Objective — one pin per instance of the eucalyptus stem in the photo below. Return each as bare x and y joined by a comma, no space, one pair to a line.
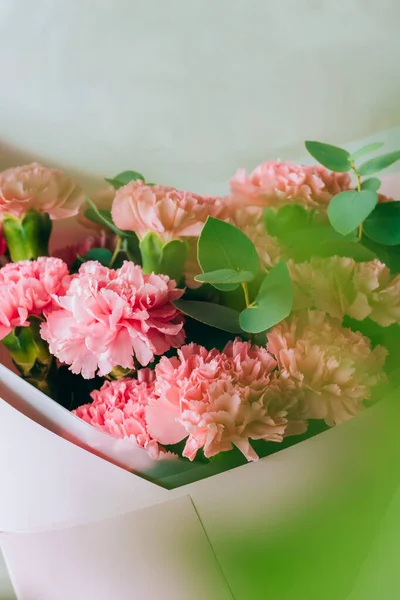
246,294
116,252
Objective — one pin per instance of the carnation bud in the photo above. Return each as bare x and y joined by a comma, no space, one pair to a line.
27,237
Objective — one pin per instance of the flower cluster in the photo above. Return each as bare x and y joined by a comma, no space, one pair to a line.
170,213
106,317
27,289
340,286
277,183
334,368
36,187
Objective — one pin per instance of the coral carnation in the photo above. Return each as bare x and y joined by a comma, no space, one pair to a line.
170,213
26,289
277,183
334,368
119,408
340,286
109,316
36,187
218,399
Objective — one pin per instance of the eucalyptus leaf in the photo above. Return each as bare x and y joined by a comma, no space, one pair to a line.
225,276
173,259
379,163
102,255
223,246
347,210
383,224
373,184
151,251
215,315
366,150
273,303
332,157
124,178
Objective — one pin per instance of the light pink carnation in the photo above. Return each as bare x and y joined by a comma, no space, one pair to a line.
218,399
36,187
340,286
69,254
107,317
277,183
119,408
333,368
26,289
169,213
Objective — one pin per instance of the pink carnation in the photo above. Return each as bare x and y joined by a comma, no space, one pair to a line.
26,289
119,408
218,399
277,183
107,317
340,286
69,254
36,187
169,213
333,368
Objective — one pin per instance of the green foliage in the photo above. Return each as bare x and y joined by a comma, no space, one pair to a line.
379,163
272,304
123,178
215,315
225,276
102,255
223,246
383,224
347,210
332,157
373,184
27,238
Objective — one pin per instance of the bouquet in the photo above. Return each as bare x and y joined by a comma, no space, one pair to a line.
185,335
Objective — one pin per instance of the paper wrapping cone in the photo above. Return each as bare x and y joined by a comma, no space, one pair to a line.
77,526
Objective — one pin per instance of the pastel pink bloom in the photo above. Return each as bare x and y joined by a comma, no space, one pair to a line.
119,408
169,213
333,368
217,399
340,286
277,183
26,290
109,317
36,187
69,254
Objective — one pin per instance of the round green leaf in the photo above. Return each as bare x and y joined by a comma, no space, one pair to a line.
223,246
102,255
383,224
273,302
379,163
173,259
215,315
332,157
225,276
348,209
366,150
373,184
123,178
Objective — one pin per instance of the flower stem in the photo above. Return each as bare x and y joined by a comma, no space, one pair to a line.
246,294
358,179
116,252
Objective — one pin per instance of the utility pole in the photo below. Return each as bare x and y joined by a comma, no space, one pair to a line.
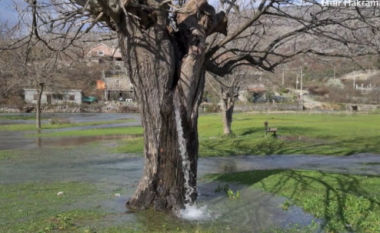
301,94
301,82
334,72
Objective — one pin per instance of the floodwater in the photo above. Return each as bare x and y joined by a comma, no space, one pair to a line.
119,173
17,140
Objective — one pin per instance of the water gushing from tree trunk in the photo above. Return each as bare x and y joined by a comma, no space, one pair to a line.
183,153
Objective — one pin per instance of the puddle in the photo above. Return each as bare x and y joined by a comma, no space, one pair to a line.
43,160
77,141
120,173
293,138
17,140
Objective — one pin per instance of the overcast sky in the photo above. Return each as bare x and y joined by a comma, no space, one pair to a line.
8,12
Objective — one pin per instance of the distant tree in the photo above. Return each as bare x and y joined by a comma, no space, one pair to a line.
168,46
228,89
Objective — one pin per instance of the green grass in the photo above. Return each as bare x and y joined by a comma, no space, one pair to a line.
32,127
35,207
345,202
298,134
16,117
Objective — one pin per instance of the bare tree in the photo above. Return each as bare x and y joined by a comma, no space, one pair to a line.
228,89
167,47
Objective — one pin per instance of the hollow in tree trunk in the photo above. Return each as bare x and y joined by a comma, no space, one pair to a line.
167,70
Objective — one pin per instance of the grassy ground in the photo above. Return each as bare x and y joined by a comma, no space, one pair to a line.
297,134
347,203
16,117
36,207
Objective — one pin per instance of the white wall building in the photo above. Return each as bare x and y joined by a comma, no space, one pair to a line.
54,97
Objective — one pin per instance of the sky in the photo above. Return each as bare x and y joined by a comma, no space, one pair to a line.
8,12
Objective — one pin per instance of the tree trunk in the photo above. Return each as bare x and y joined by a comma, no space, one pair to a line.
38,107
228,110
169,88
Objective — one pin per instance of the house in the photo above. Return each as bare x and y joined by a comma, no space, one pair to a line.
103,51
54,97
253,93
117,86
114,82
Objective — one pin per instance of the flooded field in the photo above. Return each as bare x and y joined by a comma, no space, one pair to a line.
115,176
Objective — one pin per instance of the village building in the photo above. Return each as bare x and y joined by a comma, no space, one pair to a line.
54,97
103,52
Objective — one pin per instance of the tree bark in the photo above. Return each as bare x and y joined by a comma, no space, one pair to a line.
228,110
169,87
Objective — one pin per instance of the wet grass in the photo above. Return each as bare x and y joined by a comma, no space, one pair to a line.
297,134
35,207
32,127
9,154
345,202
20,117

· · ·

Rewrite all the records above, replacing "Objective" with "Goal" at every occurrence and keeping everything else unchanged. Leave out the pictures.

Goal — one pin per instance of the eucalyptus stem in the photo below. Return each as bare x and y joined by a comma, no space, one pair to a line.
246,294
116,252
Goal — one pin per instance of the carnation bud in the photo above. Return each as bare x and y joined by a comma, no space, one pair to a line.
27,237
Goal — one pin per instance of the flower cluster in the photo above. Return each as bare x and y joined by a comma, no space, one pair to a line.
170,213
106,317
27,289
340,286
277,183
334,368
36,187
Goal — one pin per instance of the coral carnation in the photo above. Return each as bare x and y joined by a comma, no space, one pair to a line.
170,213
26,289
277,183
334,368
119,408
340,286
109,316
36,187
218,399
Goal — one pin per instance of the eucalyptus leaf in the photo above. Return each as bare x and y joined by a comma, no space, one pair to a line.
225,276
173,259
379,163
102,255
223,246
347,210
383,224
373,184
151,251
215,315
366,150
273,303
332,157
124,178
Goal — one pin per instance of the light pink carnation in the photo above. Return each as bare x and y joined by a comma, no space, one pair to a line.
218,399
36,187
340,286
69,254
107,317
277,183
119,408
333,368
26,289
169,213
Goal — one pin per instance of the pink carnation in the photo above. Return each as bare x and y joined by a comma, no space, one pair to a line.
26,289
119,408
218,399
277,183
107,317
340,286
69,254
36,187
169,213
333,368
Goal — one pin per instance of the green foliage in the photo above. Return each as bare x and y joined by a comma, no space, one pair to a line.
379,163
272,304
123,178
215,315
225,276
102,255
223,246
383,224
347,210
332,157
373,184
27,238
Goal — one pin per instance of the bouquet in the photo above. Return each as bare x and y joined by a comma, no space, one pair to a line.
185,335
Goal — one pin per instance of the paper wrapping cone in the photo above. Return each as bare x and y joined by a comma, no space, one pair to a line.
77,526
Goal — one pin per instance of the pastel pink bloom in the photo above. Return each as bare x and y joined by a comma, no space, one pair to a line.
119,408
169,213
333,368
217,399
340,286
277,183
26,290
109,317
36,187
69,254
Goal — one pin per instance of the round green leaf in the photo above. Return each as bare x and y joined by a comma, no space, one pair to a line.
223,246
102,255
383,224
273,302
379,163
173,259
215,315
332,157
225,276
348,209
366,150
373,184
123,178
Goal — one pin per instance of the flower stem in the photo above. Return each as bare x and y joined by a comma, no space, one pair to a line.
246,294
358,179
116,252
Goal — one pin per instance of the utility pole in the photo below. Return each as bare x and y joined by a comma, no space, one pair to a line.
301,94
301,82
334,72
Goal — one pin per instance of the floodwater in the photo above. Return each as bare x and y joined by a comma, no space, one pair to a line.
119,173
17,140
Goal — one pin per instance of the water gushing from tree trunk in the photo above. Return each as bare x and y joined by a comma, no space, one pair to a line.
183,153
Goal — one pin per instance of the puddle in the photo above. Return each as bare x and y joined by a comma, no space, one pair to a line.
43,160
77,141
120,173
293,138
17,140
Goal — one pin per instance of the overcast sky in the photo above. Return each as bare x and y joined by a comma, no space, one pair to a line.
8,12
Goal — one pin per instance of the distant tree in the photo above. Return each as bare x and y joined by a comma, no space, one pair to a line.
168,46
228,89
Goal — one pin per instance of the green grass in the photo above. Return each as bare x and y joined by a comma, no space, one pair to a line.
32,127
35,207
345,202
298,134
16,117
Goal — one pin per instance of the bare tree in the photo above. Return each as bare x and y joined by a comma, no space, one pair to a line.
228,89
167,47
Goal — one pin per instance of the hollow in tree trunk in the photo above. Return each as bare x and y joined by a comma, no space, one pair to a line.
167,70
Goal — one pin per instance of the grassy ground in the photo above. Return each as bare x and y joined by a comma, no space, one pair to a line.
297,134
347,203
16,117
36,207
Goal — one pin per instance of the white wall building in the photo above. Return each as bare x and y joined by a comma, no space, one pair to a line.
54,97
Goal — one pin per instance of the sky in the photo above. Return each as bare x and y joined by a comma, no space, one pair to a line.
8,12
Goal — one pin per instance of the tree trunk in the photo above. Return each as bare x and y joined by a comma, no space, one pair to a line.
38,107
228,110
169,88
Goal — one pin per instance of the house in the photo above. Return each as bare x and y joined by a comma, no space, one pair to a line.
103,51
54,97
253,93
117,86
114,82
Goal — one pin per instance of the flooded field in the photo above. Return each as bare x and y joined by a comma, no space, one pair to a line.
115,176
Goal — one pin per instance of the village building in the photo above. Return each as bare x and y joined by a comma, no space, one pair to a line.
54,97
103,52
Goal — one pin per instance of the tree bark in the photo above. Return each as bare x and y joined by a comma, no space, one pair to a line.
228,110
169,87
Goal — one pin per instance of the wet grass in the photo above. Return each as bare x and y joined by a comma, no space, one pair to a line.
297,134
35,207
32,127
9,154
345,202
20,117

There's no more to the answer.